● **Extrait**:
Intervention de Geneviève Fioraso

Séance en hémicycle du 19 février 2015 à 9h35
Transformation de l'université des antilles et de la guyane en université des antilles — Présentation

Geneviève Fioraso, secrétaire d’état chargée de l’enseignement supérieur et de la recherche :

Monsieur le président, monsieur le président de la commission des affaires culturelles et de l’éducation, monsieur le rapporteur, mesdames et messieurs les députés, je suis particulièrement heureuse de vous présenter ce matin le projet de loi ratifiant l’ordonnance no 2014-806 du 17 juillet 2014. Ce texte constitue en effet l’aboutissement d’un long cheminement, qui crée l’université des Antilles.

Avant d’exposer les aspects plus techniques et opératoires de ce projet de loi, permettez-moi de revenir sur l’histoire de l’enseignement supérieur dans les Antilles. La Martinique et la Guadeloupe ont une tradition universitaire ancienne et bien ancrée. Dès 1883, une école préparatoire de droit a été créée à Fort-de-France. Un institut d’études juridiques, politiques et économiques apparaît en 1948, rapidement complété par d’autres formations d’enseignement supérieur, en lettres, en sciences et en santé. Il faut toutefois attendre 1970 et la loi Edgar Faure pour qu’un centre universitaire multidisciplinaire, commun aux Antilles et à la Guyane, soit créé. Cet établissement devient une université de plein droit en 1982, ce qui met fin à son rattachement historique avec l’université de Bordeaux.

Tout au long de cette histoire, et particulièrement à partir des années 1970, les collectivités locales ont énormément investi pour accompagner cette montée en puissance de l’enseignement supérieur et de la recherche, conscientes qu’il s’agissait là d’un levier de développement dont ces territoires avaient bien besoin. Les campus martiniquais et guadeloupéens, modernes et bien équipés, sont le reflet de cet engagement. Toutefois, des difficultés de fonctionnement sont apparues à partir des années 1980. L’éloignement géographique, des désaccords sur la répartition des moyens et des compétences, ainsi que la difficulté d’acheminer jusqu’au pôle guyanais les moyens dévolus par l’État ont progressivement tendu les relations entre le pôle guyanais et les pôles antillais.

● **Entrées répertoriées**:

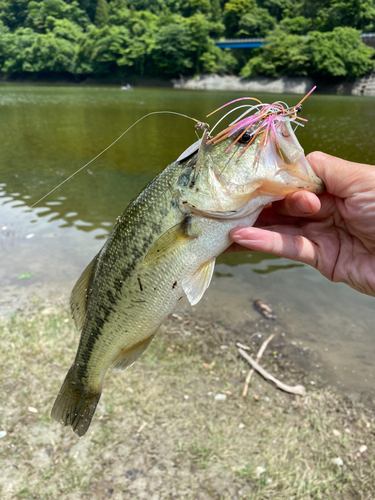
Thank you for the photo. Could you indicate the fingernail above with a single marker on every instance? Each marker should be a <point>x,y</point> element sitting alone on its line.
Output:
<point>304,205</point>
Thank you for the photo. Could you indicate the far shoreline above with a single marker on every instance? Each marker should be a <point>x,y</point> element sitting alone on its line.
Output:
<point>364,86</point>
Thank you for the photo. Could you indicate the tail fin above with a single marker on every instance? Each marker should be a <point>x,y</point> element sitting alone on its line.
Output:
<point>74,406</point>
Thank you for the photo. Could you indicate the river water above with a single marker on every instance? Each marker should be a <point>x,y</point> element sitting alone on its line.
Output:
<point>47,133</point>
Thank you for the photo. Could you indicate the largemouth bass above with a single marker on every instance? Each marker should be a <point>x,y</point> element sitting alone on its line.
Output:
<point>164,245</point>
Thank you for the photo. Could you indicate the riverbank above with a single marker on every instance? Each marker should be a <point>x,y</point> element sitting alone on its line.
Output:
<point>175,425</point>
<point>285,85</point>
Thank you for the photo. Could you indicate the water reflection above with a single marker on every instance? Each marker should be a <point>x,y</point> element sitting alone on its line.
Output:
<point>50,132</point>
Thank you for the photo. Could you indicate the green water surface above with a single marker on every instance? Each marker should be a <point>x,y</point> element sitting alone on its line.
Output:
<point>47,133</point>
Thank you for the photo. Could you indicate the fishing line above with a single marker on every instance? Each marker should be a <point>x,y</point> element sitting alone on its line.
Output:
<point>113,143</point>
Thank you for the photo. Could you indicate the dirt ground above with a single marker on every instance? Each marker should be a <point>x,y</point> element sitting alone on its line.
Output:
<point>175,425</point>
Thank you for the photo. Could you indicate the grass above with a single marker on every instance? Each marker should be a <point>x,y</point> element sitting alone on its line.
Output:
<point>159,432</point>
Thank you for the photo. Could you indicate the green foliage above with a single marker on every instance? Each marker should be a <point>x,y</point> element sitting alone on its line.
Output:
<point>171,38</point>
<point>296,26</point>
<point>337,53</point>
<point>173,51</point>
<point>284,54</point>
<point>101,13</point>
<point>257,23</point>
<point>340,53</point>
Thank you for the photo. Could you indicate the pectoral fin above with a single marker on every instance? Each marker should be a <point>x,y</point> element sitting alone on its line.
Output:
<point>80,292</point>
<point>172,239</point>
<point>197,284</point>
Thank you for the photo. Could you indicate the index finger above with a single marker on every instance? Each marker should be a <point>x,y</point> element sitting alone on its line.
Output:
<point>342,178</point>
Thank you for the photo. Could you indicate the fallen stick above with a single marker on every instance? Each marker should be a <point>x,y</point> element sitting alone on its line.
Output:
<point>299,390</point>
<point>259,355</point>
<point>242,346</point>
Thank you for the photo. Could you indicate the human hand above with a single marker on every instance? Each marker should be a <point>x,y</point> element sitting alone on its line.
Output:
<point>333,232</point>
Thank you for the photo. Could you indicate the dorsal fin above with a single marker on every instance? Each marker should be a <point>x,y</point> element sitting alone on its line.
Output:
<point>80,293</point>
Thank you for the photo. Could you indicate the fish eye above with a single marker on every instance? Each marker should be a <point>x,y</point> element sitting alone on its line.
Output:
<point>245,138</point>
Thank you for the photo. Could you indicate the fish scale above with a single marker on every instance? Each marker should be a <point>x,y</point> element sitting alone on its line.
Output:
<point>163,248</point>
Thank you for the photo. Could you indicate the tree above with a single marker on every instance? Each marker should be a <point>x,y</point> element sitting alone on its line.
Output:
<point>340,53</point>
<point>101,14</point>
<point>283,54</point>
<point>172,53</point>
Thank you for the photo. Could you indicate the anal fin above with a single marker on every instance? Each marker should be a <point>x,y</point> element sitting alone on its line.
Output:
<point>126,357</point>
<point>197,284</point>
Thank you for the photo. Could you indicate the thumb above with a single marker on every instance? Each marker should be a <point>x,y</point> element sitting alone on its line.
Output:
<point>342,178</point>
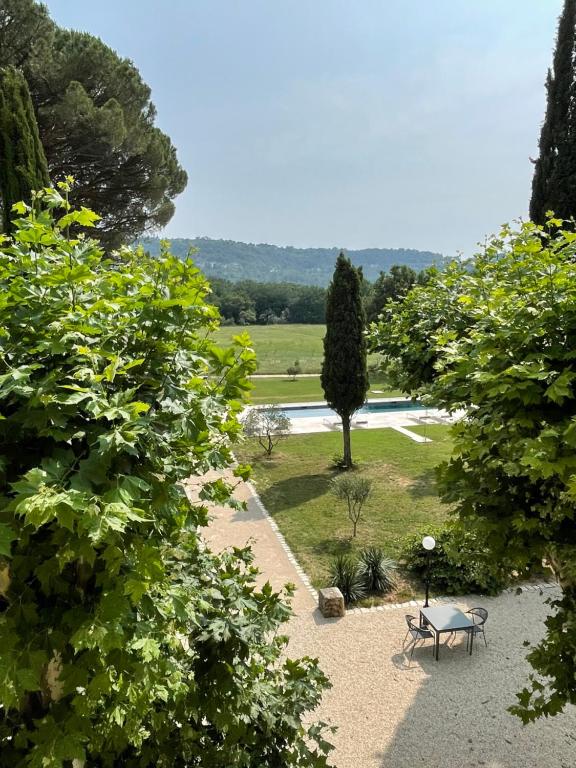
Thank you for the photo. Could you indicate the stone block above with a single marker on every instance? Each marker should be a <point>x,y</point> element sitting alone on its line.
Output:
<point>331,602</point>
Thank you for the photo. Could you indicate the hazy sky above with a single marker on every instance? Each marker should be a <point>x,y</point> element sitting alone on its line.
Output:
<point>352,123</point>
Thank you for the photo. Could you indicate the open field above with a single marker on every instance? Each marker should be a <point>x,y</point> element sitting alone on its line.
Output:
<point>308,388</point>
<point>295,488</point>
<point>278,346</point>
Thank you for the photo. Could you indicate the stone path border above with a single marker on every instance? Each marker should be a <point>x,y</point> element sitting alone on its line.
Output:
<point>539,587</point>
<point>283,543</point>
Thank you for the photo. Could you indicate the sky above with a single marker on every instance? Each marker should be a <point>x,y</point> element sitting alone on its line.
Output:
<point>348,123</point>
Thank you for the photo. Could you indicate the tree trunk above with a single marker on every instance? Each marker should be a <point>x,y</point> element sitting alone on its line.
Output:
<point>346,437</point>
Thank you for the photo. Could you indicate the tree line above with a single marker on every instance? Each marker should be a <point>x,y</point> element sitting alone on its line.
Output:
<point>253,303</point>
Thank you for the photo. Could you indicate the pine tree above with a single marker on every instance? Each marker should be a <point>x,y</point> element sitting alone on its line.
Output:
<point>344,377</point>
<point>554,181</point>
<point>23,166</point>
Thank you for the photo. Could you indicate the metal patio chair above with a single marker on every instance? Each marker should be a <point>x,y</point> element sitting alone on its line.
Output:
<point>479,616</point>
<point>418,634</point>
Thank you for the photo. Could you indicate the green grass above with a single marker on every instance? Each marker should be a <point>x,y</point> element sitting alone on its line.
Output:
<point>294,487</point>
<point>278,346</point>
<point>302,390</point>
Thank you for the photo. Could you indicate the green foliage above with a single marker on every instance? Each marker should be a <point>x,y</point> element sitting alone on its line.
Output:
<point>268,424</point>
<point>345,576</point>
<point>344,376</point>
<point>377,571</point>
<point>497,341</point>
<point>354,490</point>
<point>262,262</point>
<point>23,163</point>
<point>96,122</point>
<point>555,168</point>
<point>459,563</point>
<point>125,641</point>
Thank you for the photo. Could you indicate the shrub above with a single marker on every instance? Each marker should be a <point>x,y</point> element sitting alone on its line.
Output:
<point>346,577</point>
<point>459,563</point>
<point>377,571</point>
<point>294,370</point>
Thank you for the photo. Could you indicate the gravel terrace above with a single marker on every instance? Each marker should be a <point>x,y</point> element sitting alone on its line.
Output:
<point>450,714</point>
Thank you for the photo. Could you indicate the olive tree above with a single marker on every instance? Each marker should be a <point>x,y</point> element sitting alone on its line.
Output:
<point>354,490</point>
<point>268,424</point>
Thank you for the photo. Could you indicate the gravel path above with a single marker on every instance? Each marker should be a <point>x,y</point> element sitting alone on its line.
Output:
<point>446,714</point>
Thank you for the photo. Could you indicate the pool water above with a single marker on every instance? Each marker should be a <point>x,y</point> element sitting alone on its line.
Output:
<point>319,411</point>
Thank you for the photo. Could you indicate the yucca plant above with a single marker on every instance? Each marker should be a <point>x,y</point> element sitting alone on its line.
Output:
<point>345,576</point>
<point>377,571</point>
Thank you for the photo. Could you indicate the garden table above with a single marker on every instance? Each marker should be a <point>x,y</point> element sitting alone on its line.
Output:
<point>446,618</point>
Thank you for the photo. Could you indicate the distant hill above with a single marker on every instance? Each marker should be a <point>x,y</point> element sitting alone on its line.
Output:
<point>271,263</point>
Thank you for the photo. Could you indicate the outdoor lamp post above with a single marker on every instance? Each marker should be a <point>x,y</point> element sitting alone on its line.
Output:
<point>428,542</point>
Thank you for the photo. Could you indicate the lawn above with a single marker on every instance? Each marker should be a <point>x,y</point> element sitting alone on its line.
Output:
<point>278,346</point>
<point>294,487</point>
<point>304,389</point>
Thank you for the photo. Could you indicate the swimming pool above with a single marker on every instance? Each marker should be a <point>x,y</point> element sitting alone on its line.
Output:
<point>320,411</point>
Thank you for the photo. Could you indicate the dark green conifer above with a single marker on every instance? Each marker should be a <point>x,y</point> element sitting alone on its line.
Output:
<point>23,166</point>
<point>554,181</point>
<point>344,377</point>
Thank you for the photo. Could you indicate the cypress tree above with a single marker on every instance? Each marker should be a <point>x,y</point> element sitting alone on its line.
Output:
<point>344,377</point>
<point>23,166</point>
<point>554,181</point>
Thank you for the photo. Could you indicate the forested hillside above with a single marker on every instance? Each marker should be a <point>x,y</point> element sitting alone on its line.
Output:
<point>270,263</point>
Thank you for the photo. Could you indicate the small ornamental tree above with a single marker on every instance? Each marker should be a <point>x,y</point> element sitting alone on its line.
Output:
<point>268,425</point>
<point>23,164</point>
<point>495,338</point>
<point>344,377</point>
<point>124,640</point>
<point>354,491</point>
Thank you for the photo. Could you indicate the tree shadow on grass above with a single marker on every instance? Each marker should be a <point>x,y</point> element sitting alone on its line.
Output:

● **Problèmes à résoudre**:
1. Recopiez dans l'extrait tout le passage qui va de « Geneviève Fioraso, secrétaire » jusqu'à « l’université des Antilles. ».
2. Relevez toutes les années précises que le paragraphe de l'extrait commençant par « Avant d'exposer » cite pour des étapes de l'enseignement supérieur aux Antilles.

● **Réponses par consigne**:
1.
Geneviève Fioraso, secrétaire d’état chargée de l’enseignement supérieur et de la recherche :

Monsieur le président, monsieur le président de la commission des affaires culturelles et de l’éducation, monsieur le rapporteur, mesdames et messieurs les députés, je suis particulièrement heureuse de vous présenter ce matin le projet de loi ratifiant l’ordonnance no 2014-806 du 17 juillet 2014. Ce texte constitue en effet l’aboutissement d’un long cheminement, qui crée l’université des Antilles.

2. 1883, 1948, 1970, 1982